Excerpts of pointing data:

»»

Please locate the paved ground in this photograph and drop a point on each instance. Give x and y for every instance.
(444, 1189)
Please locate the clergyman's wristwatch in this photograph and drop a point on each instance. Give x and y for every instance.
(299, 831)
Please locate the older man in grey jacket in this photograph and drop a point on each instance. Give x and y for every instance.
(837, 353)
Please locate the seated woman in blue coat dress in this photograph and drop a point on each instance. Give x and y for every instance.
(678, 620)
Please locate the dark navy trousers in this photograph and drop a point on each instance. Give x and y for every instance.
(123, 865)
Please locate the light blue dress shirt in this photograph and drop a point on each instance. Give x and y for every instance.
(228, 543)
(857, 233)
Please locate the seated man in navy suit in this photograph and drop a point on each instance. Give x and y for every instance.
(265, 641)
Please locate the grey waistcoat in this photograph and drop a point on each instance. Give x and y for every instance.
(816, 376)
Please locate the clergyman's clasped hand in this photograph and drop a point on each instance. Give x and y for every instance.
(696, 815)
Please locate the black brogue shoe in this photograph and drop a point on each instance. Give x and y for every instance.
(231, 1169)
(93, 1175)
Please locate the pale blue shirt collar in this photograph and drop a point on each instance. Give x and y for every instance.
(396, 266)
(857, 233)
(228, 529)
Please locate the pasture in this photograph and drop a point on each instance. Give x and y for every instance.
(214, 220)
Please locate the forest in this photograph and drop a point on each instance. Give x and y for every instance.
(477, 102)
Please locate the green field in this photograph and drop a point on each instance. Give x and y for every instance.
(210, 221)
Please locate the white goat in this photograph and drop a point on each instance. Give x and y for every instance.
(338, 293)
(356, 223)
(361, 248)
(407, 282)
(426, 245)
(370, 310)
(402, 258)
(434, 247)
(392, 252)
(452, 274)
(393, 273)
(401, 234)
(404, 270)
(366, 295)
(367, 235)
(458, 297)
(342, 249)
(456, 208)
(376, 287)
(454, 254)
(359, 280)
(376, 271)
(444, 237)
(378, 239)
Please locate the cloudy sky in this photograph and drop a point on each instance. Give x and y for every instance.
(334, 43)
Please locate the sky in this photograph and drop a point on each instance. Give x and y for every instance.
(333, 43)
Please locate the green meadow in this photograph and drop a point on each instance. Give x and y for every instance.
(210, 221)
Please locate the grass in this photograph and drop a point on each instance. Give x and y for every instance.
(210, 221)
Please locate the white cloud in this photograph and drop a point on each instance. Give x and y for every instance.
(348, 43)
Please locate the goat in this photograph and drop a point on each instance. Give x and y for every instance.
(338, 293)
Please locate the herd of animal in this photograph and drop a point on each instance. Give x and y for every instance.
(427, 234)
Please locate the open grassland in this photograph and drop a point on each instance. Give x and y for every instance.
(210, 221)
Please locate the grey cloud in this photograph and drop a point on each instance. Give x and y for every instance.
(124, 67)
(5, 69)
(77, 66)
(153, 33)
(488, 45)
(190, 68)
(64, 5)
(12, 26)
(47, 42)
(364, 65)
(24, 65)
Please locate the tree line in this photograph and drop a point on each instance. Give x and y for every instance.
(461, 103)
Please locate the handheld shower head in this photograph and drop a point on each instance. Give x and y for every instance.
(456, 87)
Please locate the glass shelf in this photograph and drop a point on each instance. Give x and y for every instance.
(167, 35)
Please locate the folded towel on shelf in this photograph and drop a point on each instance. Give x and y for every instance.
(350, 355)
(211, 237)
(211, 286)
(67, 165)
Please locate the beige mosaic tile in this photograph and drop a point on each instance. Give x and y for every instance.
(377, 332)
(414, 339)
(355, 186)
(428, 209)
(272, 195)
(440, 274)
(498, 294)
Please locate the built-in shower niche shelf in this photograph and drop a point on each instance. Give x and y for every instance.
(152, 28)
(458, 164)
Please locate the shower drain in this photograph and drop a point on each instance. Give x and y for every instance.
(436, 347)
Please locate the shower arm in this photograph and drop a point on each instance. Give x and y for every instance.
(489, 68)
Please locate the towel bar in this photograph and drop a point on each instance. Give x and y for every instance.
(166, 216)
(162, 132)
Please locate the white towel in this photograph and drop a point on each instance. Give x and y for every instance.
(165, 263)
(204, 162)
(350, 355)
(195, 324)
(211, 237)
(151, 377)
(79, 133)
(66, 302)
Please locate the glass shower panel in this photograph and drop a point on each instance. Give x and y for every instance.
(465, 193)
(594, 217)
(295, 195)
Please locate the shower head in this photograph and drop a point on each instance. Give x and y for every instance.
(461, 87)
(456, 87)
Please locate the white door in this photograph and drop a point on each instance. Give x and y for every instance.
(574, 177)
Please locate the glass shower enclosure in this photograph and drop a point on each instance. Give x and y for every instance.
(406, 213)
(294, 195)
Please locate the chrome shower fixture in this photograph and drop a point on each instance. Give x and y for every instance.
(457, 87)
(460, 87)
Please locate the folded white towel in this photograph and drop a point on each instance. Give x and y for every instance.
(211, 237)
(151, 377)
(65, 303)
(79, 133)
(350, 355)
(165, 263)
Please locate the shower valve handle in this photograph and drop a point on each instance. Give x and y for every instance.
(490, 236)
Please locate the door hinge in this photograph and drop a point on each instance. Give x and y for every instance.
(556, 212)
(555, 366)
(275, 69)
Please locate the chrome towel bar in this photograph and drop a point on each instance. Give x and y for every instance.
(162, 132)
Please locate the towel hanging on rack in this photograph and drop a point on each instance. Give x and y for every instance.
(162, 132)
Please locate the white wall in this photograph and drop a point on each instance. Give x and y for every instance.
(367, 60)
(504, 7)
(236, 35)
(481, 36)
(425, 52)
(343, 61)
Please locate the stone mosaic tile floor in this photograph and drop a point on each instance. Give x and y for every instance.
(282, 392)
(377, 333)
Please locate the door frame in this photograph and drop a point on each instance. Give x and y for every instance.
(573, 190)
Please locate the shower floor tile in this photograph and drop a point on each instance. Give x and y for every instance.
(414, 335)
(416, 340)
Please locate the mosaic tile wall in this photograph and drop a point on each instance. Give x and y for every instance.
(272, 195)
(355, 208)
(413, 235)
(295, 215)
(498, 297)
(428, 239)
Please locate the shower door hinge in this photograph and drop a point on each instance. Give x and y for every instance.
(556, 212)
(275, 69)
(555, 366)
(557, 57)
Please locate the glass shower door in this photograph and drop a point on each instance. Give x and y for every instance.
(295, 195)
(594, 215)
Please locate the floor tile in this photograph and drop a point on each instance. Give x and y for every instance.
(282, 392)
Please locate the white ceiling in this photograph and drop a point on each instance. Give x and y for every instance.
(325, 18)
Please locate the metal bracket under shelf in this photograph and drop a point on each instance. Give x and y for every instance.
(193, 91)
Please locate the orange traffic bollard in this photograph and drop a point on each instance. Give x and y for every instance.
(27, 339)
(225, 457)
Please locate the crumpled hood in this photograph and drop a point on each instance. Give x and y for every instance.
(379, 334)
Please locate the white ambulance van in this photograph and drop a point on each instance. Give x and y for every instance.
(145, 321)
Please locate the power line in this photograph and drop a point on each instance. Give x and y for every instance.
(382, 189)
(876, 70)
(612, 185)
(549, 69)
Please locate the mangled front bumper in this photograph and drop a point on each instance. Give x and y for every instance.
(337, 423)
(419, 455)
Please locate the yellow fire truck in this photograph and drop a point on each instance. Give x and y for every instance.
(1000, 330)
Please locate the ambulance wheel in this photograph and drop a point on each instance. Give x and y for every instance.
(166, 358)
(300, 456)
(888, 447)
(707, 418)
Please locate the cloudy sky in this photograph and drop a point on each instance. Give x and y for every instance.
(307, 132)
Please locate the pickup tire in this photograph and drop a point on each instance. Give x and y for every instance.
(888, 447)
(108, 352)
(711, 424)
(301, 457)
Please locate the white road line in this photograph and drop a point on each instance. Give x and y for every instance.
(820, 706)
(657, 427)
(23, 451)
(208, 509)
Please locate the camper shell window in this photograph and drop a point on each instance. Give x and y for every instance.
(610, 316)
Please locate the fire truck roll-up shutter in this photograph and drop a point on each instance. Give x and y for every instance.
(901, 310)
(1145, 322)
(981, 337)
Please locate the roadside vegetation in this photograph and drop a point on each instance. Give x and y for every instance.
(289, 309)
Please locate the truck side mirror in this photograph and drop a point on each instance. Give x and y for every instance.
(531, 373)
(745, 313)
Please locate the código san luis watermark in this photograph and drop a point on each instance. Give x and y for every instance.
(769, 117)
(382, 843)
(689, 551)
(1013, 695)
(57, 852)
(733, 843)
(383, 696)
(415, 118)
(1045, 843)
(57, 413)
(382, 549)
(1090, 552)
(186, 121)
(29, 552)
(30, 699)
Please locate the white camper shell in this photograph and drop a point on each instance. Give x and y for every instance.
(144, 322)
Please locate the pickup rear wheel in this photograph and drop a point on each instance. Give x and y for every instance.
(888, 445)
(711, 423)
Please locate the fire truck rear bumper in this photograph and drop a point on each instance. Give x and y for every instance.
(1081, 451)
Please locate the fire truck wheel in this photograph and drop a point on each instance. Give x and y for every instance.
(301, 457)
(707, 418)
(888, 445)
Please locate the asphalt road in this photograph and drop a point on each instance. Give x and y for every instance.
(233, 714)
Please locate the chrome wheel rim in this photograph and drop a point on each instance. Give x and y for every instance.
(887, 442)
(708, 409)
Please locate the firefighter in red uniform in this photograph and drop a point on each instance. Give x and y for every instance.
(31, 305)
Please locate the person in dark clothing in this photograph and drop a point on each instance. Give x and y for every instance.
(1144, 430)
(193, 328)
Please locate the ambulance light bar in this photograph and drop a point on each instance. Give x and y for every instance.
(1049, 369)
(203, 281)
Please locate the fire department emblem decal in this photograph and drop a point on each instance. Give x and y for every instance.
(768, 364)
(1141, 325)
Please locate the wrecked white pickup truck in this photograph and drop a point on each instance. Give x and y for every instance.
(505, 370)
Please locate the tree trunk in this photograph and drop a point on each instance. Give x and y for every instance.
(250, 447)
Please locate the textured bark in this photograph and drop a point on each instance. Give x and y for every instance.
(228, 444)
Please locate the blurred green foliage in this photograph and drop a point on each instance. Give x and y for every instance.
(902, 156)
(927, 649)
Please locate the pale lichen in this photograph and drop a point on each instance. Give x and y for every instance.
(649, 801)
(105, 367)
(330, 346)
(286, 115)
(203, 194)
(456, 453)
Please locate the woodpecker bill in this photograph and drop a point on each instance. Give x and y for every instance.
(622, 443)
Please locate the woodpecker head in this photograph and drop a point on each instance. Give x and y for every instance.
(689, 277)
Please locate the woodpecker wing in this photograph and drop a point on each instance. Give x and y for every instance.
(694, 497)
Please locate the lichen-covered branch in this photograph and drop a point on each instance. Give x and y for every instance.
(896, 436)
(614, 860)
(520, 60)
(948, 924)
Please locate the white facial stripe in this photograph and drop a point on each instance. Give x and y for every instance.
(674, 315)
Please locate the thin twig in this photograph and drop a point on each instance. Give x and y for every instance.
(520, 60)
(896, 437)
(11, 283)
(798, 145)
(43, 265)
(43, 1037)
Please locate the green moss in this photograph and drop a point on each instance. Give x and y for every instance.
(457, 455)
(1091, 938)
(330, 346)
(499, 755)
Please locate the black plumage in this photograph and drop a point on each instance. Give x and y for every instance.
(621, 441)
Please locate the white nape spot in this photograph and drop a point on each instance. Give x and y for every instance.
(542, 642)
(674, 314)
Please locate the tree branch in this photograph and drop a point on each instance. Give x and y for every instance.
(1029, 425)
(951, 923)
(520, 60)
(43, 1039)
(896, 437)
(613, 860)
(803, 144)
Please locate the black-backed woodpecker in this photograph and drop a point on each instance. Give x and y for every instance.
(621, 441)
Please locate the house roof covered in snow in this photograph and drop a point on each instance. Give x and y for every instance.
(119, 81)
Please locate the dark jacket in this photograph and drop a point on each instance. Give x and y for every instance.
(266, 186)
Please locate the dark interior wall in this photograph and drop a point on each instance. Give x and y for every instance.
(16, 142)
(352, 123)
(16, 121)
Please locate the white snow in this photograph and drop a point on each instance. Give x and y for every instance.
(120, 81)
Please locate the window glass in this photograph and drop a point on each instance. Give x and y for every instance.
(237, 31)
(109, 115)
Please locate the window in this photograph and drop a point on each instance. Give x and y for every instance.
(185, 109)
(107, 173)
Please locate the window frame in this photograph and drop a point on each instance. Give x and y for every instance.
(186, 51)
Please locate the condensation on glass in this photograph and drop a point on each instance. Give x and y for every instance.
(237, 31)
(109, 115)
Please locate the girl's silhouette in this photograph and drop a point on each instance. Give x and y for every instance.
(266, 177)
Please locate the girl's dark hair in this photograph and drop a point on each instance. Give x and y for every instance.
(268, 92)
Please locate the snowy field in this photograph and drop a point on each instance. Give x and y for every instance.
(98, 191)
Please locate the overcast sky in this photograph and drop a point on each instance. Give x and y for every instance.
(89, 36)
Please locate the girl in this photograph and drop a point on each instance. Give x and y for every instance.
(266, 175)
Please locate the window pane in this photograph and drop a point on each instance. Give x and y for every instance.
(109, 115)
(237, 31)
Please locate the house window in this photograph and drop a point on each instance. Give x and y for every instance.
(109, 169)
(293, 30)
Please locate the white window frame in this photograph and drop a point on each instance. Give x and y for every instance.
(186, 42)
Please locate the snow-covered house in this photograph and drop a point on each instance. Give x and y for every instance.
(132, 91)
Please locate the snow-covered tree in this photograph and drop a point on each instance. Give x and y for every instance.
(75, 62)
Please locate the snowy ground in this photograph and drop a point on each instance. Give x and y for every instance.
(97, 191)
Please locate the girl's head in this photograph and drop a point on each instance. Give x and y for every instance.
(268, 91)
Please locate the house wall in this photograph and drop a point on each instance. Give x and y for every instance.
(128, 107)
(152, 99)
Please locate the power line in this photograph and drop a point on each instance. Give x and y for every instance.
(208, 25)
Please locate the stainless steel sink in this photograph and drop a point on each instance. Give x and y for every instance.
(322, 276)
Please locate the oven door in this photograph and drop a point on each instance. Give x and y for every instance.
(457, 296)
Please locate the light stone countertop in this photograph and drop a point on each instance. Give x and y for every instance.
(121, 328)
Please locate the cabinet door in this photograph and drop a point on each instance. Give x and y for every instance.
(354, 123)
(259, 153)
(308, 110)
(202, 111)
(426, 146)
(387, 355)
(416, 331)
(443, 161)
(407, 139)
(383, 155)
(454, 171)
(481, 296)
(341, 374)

««

### Request
Beginning at the line that contains "Please locate the snowy field", retype each line of the listing up to and including the last one, exactly as it stands, and nothing else.

### Task solution
Please locate the snowy field in this photograph and drop a point on each instance. Give x and y for every instance.
(98, 191)
Please locate the overcast sky in this photograph and drop a point on each instance. Give x and y for every instance.
(89, 36)
Please locate the girl in this photograph and drop a point on each instance. Give x and y for every instance.
(266, 175)
Please locate the window pane in this photograph and drop a point on each instance. Give x and y for every instance.
(109, 115)
(237, 31)
Please locate the house window in this photograph and drop a point on each instance. Give x and y for every instance.
(109, 169)
(293, 30)
Please locate the white window frame in this photograph and drop a point on each instance. Give x and y for every instance.
(186, 42)
Please locate the snow-covered house in this photograph and drop a point on each instance. Give x and y for every instance.
(132, 91)
Please locate the snow-covered tree in this photograph and drop a point on each instance. Give x and y for every instance.
(75, 62)
Please locate the snowy ground in this photograph and drop a point on each instance. Give x and y for every instance.
(97, 191)
Please locate the girl's head in this photograph and drop a point on each instance. Give x and y for every instance.
(268, 91)
Please locate the house wall in this photograph and drop a point on each instance. Give x and y for every instance.
(128, 107)
(152, 99)
Please locate the power line in this photograph and drop a point on each instance. Give x and y for every instance.
(208, 25)
Please locate the stainless steel sink in this photograph and drop a point on each instance. Give x and y for every instance.
(322, 276)
Please locate the oven door in this photograph and drop a point on each instance. Give x and y for every instance.
(457, 296)
Please locate the light stone countertop in this photograph and drop a point on each instance. Give x and y for every instance.
(121, 328)
Please locate the cabinet door in this photograph and drop a point on each instance. Give x and y for every instance.
(354, 123)
(259, 153)
(308, 110)
(202, 111)
(426, 146)
(387, 355)
(416, 331)
(443, 161)
(407, 139)
(383, 155)
(454, 171)
(481, 296)
(341, 374)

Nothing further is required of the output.